* [Task statement]: Copy every line from the one containing "black graduation gown in the given photograph." through the one containing "555;246;683;564", adding -5 to each bounding-box coordinate in the answers. Keep all other text the same, including the sample numbers after "e.g.".

◇ ◇ ◇ ◇ ◇ ◇ ◇

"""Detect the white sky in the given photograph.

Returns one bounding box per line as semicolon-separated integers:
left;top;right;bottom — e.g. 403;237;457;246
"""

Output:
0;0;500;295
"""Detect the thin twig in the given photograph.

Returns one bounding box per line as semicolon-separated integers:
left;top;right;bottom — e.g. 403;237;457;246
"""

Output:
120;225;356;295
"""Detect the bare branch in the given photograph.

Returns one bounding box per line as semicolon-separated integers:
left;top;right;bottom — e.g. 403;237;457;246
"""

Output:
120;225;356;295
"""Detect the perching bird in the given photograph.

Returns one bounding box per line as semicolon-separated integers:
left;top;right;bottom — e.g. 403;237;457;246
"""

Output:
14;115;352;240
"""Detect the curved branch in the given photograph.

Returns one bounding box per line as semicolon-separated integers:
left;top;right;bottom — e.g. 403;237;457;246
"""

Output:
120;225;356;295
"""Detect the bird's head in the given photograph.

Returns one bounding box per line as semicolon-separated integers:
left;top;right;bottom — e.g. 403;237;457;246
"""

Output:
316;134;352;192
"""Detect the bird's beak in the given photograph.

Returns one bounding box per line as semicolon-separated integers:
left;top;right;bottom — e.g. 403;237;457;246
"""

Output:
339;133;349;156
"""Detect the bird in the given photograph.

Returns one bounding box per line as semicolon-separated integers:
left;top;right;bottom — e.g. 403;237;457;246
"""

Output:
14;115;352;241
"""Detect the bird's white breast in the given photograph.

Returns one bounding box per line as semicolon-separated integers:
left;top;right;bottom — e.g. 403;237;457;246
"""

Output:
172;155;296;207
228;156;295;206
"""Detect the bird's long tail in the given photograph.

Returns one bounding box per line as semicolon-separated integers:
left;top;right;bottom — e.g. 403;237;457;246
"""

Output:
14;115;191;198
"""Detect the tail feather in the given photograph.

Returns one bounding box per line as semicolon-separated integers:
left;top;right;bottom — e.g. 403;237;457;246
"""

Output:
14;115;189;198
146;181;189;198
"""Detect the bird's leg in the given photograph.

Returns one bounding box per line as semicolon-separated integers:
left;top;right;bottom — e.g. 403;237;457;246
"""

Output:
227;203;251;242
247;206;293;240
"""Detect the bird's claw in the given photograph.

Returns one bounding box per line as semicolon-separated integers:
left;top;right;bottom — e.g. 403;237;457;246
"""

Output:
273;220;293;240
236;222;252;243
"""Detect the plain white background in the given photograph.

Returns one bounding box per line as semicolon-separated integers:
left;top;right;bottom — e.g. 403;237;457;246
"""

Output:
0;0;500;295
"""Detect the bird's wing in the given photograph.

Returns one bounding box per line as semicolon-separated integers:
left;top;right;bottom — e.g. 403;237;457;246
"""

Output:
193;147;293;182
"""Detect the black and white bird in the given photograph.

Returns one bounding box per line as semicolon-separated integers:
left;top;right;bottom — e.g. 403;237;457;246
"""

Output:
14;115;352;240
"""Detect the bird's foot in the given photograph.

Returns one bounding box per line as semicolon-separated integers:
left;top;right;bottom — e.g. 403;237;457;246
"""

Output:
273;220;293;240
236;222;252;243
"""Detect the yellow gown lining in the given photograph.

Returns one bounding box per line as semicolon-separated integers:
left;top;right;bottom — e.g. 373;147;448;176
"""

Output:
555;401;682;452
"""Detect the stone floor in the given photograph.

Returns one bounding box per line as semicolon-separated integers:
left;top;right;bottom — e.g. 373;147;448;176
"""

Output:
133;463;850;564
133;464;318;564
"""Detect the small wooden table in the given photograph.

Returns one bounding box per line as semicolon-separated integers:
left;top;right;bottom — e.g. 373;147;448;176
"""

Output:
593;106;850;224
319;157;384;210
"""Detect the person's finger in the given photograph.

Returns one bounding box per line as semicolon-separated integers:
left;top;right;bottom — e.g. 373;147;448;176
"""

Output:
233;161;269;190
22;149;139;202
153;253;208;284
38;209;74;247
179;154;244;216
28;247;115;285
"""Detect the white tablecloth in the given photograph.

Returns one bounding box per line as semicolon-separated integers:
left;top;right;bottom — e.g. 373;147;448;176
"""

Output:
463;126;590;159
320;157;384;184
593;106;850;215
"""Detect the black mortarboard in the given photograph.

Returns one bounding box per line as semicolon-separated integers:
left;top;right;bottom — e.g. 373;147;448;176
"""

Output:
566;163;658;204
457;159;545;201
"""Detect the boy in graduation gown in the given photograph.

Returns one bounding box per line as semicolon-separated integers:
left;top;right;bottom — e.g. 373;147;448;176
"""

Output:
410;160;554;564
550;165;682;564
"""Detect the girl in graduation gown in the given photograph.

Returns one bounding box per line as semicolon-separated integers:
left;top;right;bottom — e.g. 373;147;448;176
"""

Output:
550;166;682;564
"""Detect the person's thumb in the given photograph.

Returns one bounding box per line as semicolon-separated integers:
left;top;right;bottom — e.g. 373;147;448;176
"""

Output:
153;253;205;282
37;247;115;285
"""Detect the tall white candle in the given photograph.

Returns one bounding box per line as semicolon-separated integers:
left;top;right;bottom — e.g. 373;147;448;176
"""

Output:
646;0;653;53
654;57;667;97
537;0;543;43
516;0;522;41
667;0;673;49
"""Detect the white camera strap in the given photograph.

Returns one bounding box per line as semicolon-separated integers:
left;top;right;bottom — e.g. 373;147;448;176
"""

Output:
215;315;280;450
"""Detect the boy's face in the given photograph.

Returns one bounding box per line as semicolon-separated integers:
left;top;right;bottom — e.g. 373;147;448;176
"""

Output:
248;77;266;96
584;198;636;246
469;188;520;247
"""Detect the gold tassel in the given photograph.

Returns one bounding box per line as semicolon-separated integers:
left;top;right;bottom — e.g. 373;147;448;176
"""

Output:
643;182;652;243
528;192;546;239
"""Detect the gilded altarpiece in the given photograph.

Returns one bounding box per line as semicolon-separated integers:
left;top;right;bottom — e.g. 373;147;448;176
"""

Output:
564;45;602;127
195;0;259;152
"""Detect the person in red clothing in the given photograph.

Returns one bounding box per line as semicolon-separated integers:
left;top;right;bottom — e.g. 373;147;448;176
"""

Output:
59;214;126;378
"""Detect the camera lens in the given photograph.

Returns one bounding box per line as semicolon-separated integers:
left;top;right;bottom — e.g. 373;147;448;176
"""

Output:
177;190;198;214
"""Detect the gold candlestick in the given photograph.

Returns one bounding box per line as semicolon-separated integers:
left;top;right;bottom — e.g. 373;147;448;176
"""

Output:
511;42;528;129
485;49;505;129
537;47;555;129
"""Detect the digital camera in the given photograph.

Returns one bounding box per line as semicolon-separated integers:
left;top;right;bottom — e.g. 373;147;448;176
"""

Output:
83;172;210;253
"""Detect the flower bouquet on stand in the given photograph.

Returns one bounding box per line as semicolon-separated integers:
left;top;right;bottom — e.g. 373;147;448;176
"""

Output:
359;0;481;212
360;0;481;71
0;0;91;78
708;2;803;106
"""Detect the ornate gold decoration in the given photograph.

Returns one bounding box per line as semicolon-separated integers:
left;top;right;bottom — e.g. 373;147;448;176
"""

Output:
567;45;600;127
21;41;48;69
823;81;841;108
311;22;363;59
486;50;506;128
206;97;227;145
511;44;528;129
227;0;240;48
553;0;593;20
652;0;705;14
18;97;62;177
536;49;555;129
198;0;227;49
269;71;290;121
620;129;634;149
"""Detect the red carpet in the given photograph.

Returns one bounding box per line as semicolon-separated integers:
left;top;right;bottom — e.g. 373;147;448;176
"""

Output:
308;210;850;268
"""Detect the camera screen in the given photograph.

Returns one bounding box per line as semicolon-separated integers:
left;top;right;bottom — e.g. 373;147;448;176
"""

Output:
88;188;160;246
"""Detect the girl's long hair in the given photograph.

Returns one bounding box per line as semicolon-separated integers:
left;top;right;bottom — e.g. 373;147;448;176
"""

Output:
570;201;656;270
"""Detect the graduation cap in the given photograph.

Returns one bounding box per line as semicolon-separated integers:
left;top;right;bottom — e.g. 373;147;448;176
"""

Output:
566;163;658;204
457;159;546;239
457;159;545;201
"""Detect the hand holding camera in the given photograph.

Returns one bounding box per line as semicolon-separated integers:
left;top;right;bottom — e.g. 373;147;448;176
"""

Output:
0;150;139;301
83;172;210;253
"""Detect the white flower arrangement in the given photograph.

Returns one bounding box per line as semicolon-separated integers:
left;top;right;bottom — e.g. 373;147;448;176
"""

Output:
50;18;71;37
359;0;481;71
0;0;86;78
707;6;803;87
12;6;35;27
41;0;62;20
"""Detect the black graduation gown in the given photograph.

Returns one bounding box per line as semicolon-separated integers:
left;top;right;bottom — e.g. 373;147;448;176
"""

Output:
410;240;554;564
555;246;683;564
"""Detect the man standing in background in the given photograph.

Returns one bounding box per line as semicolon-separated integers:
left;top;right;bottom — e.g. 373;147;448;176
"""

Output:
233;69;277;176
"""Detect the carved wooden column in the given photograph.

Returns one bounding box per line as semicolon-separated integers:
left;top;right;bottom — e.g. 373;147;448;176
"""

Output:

◇ ◇ ◇ ◇ ◇ ◇ ◇

* [Exercise response]:
"""Detect the black graduation gown in the given photograph.

Returns one bounding box per line as semicolon-separated integers:
left;top;right;bottom — e.g. 373;147;448;176
"""

Output:
405;235;549;559
550;241;678;559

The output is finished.